Arbeitsaufträge.
- a) Fasse den Text über Hawkings Vorschlag in zwei Sätzen zusammen.
- b) Was hat Hawking laut dem Text über Hawkings Vorschlag bislang zu seiner Idee nicht vorgelegt?
- c) Setze den Text über Hawkings Vorschlag im Anschluss an seinen letzten Satz fort.

++++ Textabschnitt

Hawkings Vorschlag besagt, dass die Information gar nicht in das SL gelangen soll, sondern schon am Ereignishorizont abgefangen und dort als zweidimensionale Modifikation der dreidimensionalen Materie abgelegt wird. Hawking spricht von einer „Supertranslationen“, die immer dann dem Ereignishorizont des SL aufgeprägt wird, wenn die in das SL stürzende Materie den Ereignishorizont überschreitet. Hawking sagt dazu etwas mysteriös: „Die Idee ist, dass diese Supertranslation ein Hologramm der einströmenden Teilchen bildet. Dadurch erhalten sie all die Information, die sie sonst verlieren würden“. Wobei noch zu ergänzen ist, dass die in das SL fallende Materie, wie von der Allgemeinen Relativitätstheorie verlangt, verloren ist. Wie jedoch die Information vom Ereignishorizont auf die Hawking-Strahlung übergeht, dazu erfährt man nichts. Lediglich, dass sie chaotisch verändert und somit nicht mehr lesbar sein soll.
Die wissenschaftliche Gemeinde hat diesen Vorschlag mit gemischten Gefühlen aufgenommen. Es fehlt schlichtweg noch an „Substanz“, denn bislang hat Hawking seine Idee weder in einer Publikation präzisiert noch irgendwelche Gleichungen geliefert. Man fragt sich, ob dieser Vorschlag wirklich zu einer Lösung des Informations-Paradoxons führen kann, oder ob damit nicht zu den bereits mannigfaltigen Lösungsvorschlägen lediglich ein weiterer hinzugefügt ist, der die allgemeine Ratlosigkeit noch verstärkt. Manche gehen sogar so weit zu behaupten: Hätte nicht Hawking, sondern jemand anderes diese Idee öffentlich gemacht, kaum einer hätte sich darum gekümmert. Vielleicht macht uns Hawking aber bald schlauer, denn in Kürze wollen er und seine Kollegen zu diesem Thema einen Fachartikel veröffentlichen.

++++++++
++++ Ausgelesene Einträge

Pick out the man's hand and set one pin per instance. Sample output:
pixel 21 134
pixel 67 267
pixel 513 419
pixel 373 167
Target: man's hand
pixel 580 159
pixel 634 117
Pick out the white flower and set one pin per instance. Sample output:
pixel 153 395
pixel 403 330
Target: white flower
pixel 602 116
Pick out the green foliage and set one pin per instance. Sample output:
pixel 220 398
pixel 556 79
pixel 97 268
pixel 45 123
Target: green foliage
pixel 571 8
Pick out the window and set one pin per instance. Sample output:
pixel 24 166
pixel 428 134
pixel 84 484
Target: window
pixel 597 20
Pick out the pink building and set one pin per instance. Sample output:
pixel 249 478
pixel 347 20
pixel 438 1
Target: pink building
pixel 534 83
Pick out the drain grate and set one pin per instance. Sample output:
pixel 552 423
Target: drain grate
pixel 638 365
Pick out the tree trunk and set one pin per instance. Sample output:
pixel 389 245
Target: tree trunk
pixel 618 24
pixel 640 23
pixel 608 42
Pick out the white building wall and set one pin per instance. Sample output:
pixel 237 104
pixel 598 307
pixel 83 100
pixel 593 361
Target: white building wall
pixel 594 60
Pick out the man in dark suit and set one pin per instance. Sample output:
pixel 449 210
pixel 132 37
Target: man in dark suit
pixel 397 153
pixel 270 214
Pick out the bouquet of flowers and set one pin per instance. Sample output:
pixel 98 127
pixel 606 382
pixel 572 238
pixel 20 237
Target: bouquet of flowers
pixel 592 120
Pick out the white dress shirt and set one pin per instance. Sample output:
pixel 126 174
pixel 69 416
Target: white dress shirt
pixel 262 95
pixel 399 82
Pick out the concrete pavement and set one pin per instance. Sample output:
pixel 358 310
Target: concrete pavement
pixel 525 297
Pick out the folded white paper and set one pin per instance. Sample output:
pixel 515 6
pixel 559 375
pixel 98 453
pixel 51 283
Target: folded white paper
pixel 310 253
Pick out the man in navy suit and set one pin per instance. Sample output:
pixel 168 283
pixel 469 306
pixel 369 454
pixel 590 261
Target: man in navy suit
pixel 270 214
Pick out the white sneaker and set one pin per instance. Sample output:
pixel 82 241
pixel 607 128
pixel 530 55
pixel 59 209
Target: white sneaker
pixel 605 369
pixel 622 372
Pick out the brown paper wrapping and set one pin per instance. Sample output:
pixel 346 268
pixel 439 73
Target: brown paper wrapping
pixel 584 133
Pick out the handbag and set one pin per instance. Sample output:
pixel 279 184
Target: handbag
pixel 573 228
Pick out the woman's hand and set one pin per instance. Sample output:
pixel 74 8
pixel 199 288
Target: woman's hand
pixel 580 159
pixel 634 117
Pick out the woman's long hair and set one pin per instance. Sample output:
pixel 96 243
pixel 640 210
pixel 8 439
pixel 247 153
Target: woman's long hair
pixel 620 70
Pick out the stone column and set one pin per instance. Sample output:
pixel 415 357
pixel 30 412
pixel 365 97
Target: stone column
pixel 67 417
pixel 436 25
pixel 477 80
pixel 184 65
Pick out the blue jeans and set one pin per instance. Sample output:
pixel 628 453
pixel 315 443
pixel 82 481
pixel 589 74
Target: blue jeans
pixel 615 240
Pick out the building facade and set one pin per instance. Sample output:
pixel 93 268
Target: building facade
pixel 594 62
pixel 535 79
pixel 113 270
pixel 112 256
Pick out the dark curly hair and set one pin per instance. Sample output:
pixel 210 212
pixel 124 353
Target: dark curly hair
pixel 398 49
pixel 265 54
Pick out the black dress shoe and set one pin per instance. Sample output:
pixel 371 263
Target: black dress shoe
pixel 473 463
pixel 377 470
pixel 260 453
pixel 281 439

++++++++

Antworten.
- a) Hawking schlägt vor, dass die Information der ins SL stürzenden Materie schon am Ereignishorizont abgefangen und dort als Supertranslation abgelegt wird, die ein Hologramm der einströmenden Teilchen bildet; wie die Information auf die Hawking-Strahlung übergeht, erfährt man nicht. Die wissenschaftliche Gemeinde hat den Vorschlag mit gemischten Gefühlen aufgenommen, weil Hawking bislang weder eine Publikation noch Gleichungen geliefert hat, doch er und seine Kollegen wollen in Kürze einen Fachartikel dazu veröffentlichen.

- b) Er hat seine Idee weder in einer Publikation präzisiert noch irgendwelche Gleichungen geliefert.

- c)
So verworren die Angelegenheit ist, immer mehr Wissenschaftler glauben mittlerweile, dass hier die Stringtheorie, an deren Durchbruch mit Nachdruck gearbeitet wird, weiter helfen könnte. Obwohl von manchem renommierten Wissenschaftler, auch in unserem nahen Umfeld, strikt abgelehnt, scheint sie im Vergleich zu den Jahrzehnte langen Versuchen, die Quantentheorie mit der Allgemeinen Relativitätstheorie zu versöhnen, das Potential zu haben, die Gravitation in die Quantenfeldtheorie mit einzubeziehen. Das scheint unverzichtbar, um genauere Aussagen z. B. zu Singularitäten – unendlich kleine Raumzeitpunkte von unendlicher Dichte –, zu denen die Allgemeine Relativitätstheorie bei sehr kleinen Skalen führt und zu Schwarzen Löchern machen zu können: Gibt es Singularitäten wirklich, oder sind sie lediglich das Resultat unzulänglicher mathematischer Gleichungen und wie sieht es im Innern von SL aus? Herrscht hier erst mal Klarheit, darf man auch auf eine Lösung des Informations-Paradoxons hoffen.